Content starts

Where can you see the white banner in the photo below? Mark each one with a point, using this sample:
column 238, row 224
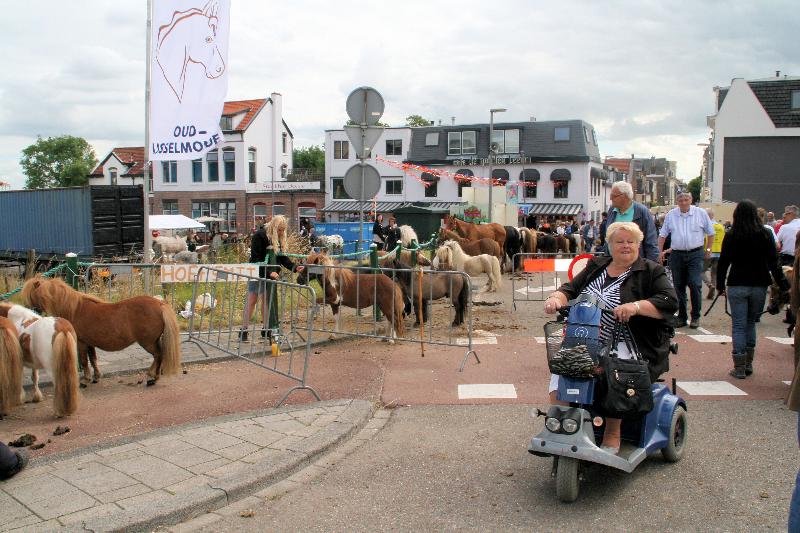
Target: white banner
column 189, row 77
column 188, row 273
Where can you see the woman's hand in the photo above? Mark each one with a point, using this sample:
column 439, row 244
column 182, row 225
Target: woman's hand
column 624, row 312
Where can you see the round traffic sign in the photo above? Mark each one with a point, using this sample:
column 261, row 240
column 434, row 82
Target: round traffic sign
column 359, row 189
column 365, row 106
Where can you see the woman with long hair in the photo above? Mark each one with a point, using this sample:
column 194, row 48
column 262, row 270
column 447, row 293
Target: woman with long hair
column 749, row 252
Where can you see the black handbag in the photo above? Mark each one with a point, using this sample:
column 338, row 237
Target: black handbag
column 627, row 381
column 573, row 362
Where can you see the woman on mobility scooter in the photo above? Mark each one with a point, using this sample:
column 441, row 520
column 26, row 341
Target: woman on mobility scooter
column 631, row 290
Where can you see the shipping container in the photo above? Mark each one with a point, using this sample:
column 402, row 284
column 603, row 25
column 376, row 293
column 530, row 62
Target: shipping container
column 98, row 221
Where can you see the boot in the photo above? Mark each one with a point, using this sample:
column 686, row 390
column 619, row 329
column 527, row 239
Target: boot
column 750, row 353
column 739, row 362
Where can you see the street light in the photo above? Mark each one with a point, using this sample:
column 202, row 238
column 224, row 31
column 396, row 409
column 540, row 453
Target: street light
column 491, row 155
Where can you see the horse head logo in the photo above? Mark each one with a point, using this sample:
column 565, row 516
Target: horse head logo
column 189, row 38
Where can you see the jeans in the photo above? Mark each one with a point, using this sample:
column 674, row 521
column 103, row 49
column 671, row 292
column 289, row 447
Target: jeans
column 794, row 505
column 687, row 270
column 746, row 306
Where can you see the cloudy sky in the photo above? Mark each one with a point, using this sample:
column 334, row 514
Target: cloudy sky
column 641, row 71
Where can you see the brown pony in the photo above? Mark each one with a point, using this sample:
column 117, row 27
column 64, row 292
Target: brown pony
column 473, row 248
column 474, row 232
column 11, row 393
column 112, row 326
column 355, row 290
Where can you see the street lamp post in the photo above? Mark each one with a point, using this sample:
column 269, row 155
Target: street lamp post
column 491, row 155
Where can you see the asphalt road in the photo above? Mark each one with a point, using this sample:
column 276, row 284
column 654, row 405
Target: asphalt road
column 467, row 468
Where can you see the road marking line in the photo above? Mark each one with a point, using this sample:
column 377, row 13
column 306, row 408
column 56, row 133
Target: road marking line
column 710, row 388
column 710, row 338
column 486, row 390
column 782, row 340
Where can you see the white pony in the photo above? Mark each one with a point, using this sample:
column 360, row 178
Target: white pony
column 11, row 393
column 451, row 257
column 48, row 343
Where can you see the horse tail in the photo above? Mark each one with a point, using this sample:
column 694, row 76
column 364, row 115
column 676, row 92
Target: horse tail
column 65, row 369
column 10, row 370
column 170, row 343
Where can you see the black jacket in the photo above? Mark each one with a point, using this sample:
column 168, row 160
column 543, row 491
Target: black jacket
column 259, row 245
column 647, row 281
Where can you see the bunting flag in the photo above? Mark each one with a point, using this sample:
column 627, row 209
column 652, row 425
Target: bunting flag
column 189, row 77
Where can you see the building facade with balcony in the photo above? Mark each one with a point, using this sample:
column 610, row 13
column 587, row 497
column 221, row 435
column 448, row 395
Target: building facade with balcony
column 755, row 142
column 245, row 178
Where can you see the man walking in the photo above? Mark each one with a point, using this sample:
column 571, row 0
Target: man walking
column 692, row 236
column 626, row 210
column 787, row 235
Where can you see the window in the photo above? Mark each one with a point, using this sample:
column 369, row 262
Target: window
column 251, row 165
column 561, row 134
column 337, row 186
column 464, row 182
column 394, row 186
column 169, row 207
column 461, row 143
column 229, row 162
column 560, row 189
column 341, row 149
column 213, row 166
column 394, row 147
column 507, row 141
column 169, row 171
column 197, row 170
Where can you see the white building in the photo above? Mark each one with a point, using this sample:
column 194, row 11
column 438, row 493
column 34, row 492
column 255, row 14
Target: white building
column 755, row 142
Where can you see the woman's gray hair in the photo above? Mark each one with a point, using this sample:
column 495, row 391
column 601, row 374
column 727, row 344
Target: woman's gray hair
column 624, row 187
column 630, row 227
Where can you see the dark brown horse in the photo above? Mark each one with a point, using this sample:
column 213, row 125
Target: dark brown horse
column 356, row 290
column 112, row 326
column 473, row 248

Content ends

The required output is the stretch of entries above from the line containing "column 434, row 82" through the line containing "column 338, row 237", reproduced exactly.

column 434, row 82
Target: round traffic sign
column 359, row 189
column 365, row 106
Where can you see the woman with long hair in the photo above? Mark each one with a point, using this sample:
column 194, row 48
column 262, row 270
column 447, row 293
Target: woman with long hair
column 749, row 252
Where can you see the black handbag in the photo above? Mark each one with a point, using this sample:
column 338, row 237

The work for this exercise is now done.